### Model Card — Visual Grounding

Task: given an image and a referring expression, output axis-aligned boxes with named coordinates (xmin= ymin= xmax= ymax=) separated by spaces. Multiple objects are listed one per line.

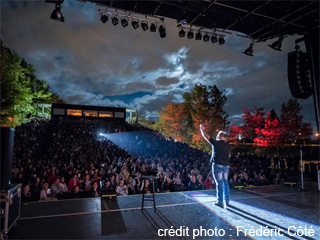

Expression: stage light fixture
xmin=121 ymin=18 xmax=128 ymax=27
xmin=141 ymin=21 xmax=149 ymax=31
xmin=131 ymin=19 xmax=139 ymax=29
xmin=179 ymin=29 xmax=186 ymax=38
xmin=219 ymin=36 xmax=226 ymax=45
xmin=196 ymin=32 xmax=202 ymax=40
xmin=268 ymin=36 xmax=284 ymax=52
xmin=100 ymin=15 xmax=109 ymax=23
xmin=159 ymin=25 xmax=167 ymax=38
xmin=203 ymin=33 xmax=210 ymax=42
xmin=187 ymin=30 xmax=194 ymax=39
xmin=211 ymin=35 xmax=218 ymax=43
xmin=242 ymin=43 xmax=254 ymax=57
xmin=50 ymin=3 xmax=64 ymax=22
xmin=150 ymin=23 xmax=157 ymax=32
xmin=111 ymin=16 xmax=119 ymax=26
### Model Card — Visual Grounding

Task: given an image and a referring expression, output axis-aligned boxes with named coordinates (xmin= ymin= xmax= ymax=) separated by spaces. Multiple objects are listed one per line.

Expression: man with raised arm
xmin=200 ymin=124 xmax=231 ymax=208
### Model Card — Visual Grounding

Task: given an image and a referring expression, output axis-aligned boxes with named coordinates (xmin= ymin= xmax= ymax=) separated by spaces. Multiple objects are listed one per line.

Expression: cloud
xmin=156 ymin=77 xmax=179 ymax=86
xmin=1 ymin=1 xmax=315 ymax=128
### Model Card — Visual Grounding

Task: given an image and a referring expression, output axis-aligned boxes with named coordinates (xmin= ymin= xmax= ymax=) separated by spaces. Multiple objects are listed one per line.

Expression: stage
xmin=8 ymin=186 xmax=320 ymax=239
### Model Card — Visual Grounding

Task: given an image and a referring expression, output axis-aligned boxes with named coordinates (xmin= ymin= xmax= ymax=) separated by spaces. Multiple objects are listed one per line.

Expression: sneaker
xmin=213 ymin=201 xmax=224 ymax=208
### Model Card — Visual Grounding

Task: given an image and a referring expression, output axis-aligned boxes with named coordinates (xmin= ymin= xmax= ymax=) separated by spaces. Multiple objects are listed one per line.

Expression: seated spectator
xmin=110 ymin=175 xmax=118 ymax=189
xmin=21 ymin=185 xmax=34 ymax=202
xmin=156 ymin=172 xmax=164 ymax=188
xmin=116 ymin=179 xmax=128 ymax=196
xmin=162 ymin=176 xmax=173 ymax=192
xmin=128 ymin=178 xmax=139 ymax=195
xmin=68 ymin=174 xmax=79 ymax=192
xmin=197 ymin=174 xmax=204 ymax=190
xmin=32 ymin=177 xmax=42 ymax=201
xmin=89 ymin=182 xmax=101 ymax=197
xmin=204 ymin=174 xmax=216 ymax=190
xmin=59 ymin=177 xmax=69 ymax=193
xmin=188 ymin=175 xmax=202 ymax=191
xmin=70 ymin=186 xmax=83 ymax=198
xmin=48 ymin=171 xmax=57 ymax=186
xmin=119 ymin=166 xmax=130 ymax=183
xmin=40 ymin=183 xmax=52 ymax=201
xmin=51 ymin=178 xmax=63 ymax=199
xmin=173 ymin=172 xmax=187 ymax=192
xmin=79 ymin=174 xmax=92 ymax=197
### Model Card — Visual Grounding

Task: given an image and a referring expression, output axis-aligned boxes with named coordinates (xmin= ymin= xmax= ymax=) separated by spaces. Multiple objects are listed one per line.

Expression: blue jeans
xmin=212 ymin=163 xmax=229 ymax=204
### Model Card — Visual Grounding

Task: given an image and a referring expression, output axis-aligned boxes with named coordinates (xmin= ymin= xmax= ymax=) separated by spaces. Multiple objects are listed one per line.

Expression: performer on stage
xmin=200 ymin=124 xmax=231 ymax=208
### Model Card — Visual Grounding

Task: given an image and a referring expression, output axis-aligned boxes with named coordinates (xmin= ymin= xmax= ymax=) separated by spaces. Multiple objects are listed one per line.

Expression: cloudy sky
xmin=1 ymin=0 xmax=315 ymax=127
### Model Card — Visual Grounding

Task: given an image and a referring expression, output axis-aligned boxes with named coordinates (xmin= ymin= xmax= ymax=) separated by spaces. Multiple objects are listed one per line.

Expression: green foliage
xmin=154 ymin=84 xmax=228 ymax=151
xmin=0 ymin=40 xmax=64 ymax=127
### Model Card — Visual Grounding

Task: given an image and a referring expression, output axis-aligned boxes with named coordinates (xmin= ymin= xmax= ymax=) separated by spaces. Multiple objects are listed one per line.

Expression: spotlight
xmin=211 ymin=35 xmax=218 ymax=43
xmin=141 ymin=21 xmax=149 ymax=31
xmin=50 ymin=4 xmax=64 ymax=22
xmin=150 ymin=23 xmax=157 ymax=32
xmin=187 ymin=30 xmax=194 ymax=39
xmin=131 ymin=19 xmax=139 ymax=29
xmin=196 ymin=32 xmax=202 ymax=40
xmin=111 ymin=16 xmax=119 ymax=26
xmin=179 ymin=29 xmax=186 ymax=38
xmin=242 ymin=43 xmax=253 ymax=57
xmin=100 ymin=15 xmax=109 ymax=23
xmin=121 ymin=18 xmax=128 ymax=27
xmin=203 ymin=33 xmax=210 ymax=42
xmin=159 ymin=25 xmax=167 ymax=38
xmin=219 ymin=36 xmax=226 ymax=45
xmin=268 ymin=36 xmax=284 ymax=51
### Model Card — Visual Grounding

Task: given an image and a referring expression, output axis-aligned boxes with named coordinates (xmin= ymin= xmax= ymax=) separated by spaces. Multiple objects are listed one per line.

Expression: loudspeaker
xmin=0 ymin=127 xmax=14 ymax=191
xmin=288 ymin=51 xmax=312 ymax=99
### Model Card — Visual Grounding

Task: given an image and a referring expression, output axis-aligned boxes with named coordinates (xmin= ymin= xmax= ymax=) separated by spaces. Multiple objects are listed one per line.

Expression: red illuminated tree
xmin=242 ymin=106 xmax=265 ymax=140
xmin=253 ymin=109 xmax=283 ymax=149
xmin=154 ymin=103 xmax=187 ymax=142
xmin=280 ymin=99 xmax=312 ymax=143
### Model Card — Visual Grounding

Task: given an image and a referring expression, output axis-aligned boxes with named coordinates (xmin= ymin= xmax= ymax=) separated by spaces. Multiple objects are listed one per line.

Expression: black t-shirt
xmin=209 ymin=138 xmax=232 ymax=166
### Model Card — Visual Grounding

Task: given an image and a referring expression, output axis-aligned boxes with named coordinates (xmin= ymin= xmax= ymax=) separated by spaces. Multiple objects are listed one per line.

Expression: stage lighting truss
xmin=111 ymin=15 xmax=119 ymax=26
xmin=159 ymin=24 xmax=167 ymax=38
xmin=179 ymin=28 xmax=186 ymax=38
xmin=242 ymin=42 xmax=254 ymax=57
xmin=121 ymin=17 xmax=129 ymax=27
xmin=100 ymin=14 xmax=109 ymax=23
xmin=99 ymin=9 xmax=167 ymax=38
xmin=196 ymin=31 xmax=202 ymax=41
xmin=268 ymin=36 xmax=286 ymax=52
xmin=50 ymin=1 xmax=64 ymax=22
xmin=141 ymin=21 xmax=149 ymax=31
xmin=131 ymin=18 xmax=139 ymax=29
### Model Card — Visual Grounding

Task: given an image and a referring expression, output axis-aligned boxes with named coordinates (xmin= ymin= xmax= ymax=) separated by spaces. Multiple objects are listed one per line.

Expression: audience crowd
xmin=12 ymin=118 xmax=298 ymax=202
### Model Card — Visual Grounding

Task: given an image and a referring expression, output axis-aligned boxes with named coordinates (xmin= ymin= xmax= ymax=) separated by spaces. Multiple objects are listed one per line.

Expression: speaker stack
xmin=0 ymin=127 xmax=14 ymax=191
xmin=288 ymin=49 xmax=312 ymax=99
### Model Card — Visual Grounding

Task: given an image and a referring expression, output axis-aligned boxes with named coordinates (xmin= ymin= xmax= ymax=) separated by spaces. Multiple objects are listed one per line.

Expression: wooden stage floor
xmin=8 ymin=186 xmax=320 ymax=240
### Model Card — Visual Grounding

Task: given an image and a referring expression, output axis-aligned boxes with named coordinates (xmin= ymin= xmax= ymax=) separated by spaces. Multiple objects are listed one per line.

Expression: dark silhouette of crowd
xmin=12 ymin=118 xmax=296 ymax=202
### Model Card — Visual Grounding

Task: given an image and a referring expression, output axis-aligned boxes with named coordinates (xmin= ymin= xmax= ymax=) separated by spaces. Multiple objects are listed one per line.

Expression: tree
xmin=153 ymin=103 xmax=187 ymax=142
xmin=253 ymin=109 xmax=283 ymax=150
xmin=0 ymin=41 xmax=32 ymax=127
xmin=242 ymin=106 xmax=265 ymax=140
xmin=280 ymin=98 xmax=312 ymax=143
xmin=0 ymin=40 xmax=63 ymax=127
xmin=229 ymin=124 xmax=243 ymax=142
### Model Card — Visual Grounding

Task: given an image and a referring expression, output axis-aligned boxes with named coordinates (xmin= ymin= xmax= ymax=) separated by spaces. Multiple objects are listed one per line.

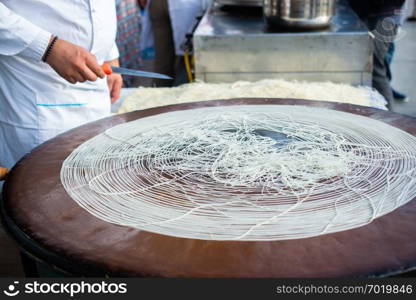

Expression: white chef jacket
xmin=0 ymin=0 xmax=118 ymax=168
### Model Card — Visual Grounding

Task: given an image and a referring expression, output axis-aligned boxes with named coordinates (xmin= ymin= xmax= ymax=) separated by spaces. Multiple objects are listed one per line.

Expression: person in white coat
xmin=0 ymin=0 xmax=122 ymax=168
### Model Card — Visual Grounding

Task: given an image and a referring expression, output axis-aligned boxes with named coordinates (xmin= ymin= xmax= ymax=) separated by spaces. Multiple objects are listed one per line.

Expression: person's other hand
xmin=137 ymin=0 xmax=147 ymax=8
xmin=106 ymin=59 xmax=123 ymax=104
xmin=46 ymin=39 xmax=105 ymax=83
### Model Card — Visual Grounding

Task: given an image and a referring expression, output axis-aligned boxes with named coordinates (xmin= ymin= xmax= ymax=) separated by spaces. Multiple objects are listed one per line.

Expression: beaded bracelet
xmin=42 ymin=36 xmax=58 ymax=62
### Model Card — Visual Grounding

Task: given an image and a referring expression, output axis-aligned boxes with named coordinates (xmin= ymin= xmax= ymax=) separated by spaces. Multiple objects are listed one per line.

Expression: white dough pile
xmin=118 ymin=79 xmax=385 ymax=113
xmin=61 ymin=105 xmax=416 ymax=240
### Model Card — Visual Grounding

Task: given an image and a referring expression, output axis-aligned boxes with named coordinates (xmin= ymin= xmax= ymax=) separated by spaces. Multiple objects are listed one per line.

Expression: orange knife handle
xmin=101 ymin=63 xmax=113 ymax=75
xmin=0 ymin=167 xmax=9 ymax=181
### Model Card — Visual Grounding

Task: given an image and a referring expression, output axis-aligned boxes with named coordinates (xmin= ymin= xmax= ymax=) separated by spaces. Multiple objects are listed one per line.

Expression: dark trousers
xmin=364 ymin=15 xmax=398 ymax=108
xmin=149 ymin=0 xmax=186 ymax=87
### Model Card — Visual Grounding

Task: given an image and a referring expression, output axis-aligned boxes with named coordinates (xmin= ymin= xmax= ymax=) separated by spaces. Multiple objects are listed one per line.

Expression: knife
xmin=101 ymin=63 xmax=173 ymax=79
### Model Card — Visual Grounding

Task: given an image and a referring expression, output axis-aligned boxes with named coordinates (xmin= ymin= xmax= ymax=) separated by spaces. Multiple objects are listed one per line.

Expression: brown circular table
xmin=2 ymin=99 xmax=416 ymax=277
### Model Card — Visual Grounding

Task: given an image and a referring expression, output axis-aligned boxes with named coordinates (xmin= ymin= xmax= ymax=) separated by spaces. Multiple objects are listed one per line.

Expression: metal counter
xmin=194 ymin=1 xmax=373 ymax=85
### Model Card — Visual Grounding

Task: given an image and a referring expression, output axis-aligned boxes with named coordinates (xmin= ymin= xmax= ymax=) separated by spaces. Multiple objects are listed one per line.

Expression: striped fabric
xmin=116 ymin=0 xmax=141 ymax=87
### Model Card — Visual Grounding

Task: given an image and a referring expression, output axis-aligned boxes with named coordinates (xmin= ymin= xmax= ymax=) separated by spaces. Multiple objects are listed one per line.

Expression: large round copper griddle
xmin=2 ymin=99 xmax=416 ymax=277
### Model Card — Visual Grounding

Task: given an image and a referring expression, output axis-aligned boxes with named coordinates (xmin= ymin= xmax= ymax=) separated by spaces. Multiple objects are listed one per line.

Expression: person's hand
xmin=137 ymin=0 xmax=147 ymax=8
xmin=106 ymin=59 xmax=123 ymax=104
xmin=46 ymin=39 xmax=105 ymax=83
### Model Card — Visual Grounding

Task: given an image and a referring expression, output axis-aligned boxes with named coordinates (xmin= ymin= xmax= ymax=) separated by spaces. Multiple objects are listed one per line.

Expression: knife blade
xmin=101 ymin=63 xmax=173 ymax=79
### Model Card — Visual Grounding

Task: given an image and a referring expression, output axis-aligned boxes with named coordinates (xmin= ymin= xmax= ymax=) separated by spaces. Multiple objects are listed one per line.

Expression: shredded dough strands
xmin=61 ymin=105 xmax=416 ymax=240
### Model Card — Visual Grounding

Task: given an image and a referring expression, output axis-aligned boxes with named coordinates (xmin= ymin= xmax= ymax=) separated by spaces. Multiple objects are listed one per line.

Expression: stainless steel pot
xmin=215 ymin=0 xmax=263 ymax=6
xmin=263 ymin=0 xmax=336 ymax=29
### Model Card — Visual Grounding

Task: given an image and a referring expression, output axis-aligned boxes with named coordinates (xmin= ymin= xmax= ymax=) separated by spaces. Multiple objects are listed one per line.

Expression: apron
xmin=0 ymin=0 xmax=116 ymax=168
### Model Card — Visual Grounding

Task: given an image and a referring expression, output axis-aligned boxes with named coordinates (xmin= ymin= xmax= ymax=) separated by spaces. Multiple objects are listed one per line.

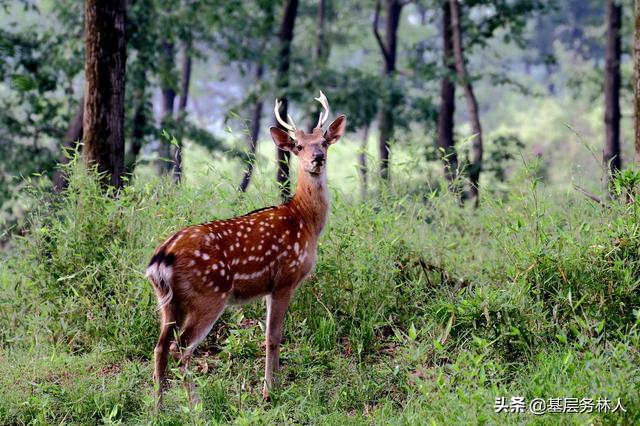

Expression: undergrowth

※ ※ ※

**INSTRUCTIONS TO FOLLOW**
State how many lines of the listing contain the word "white". Give the number alone.

**RESPONSE TO THE TASK**
3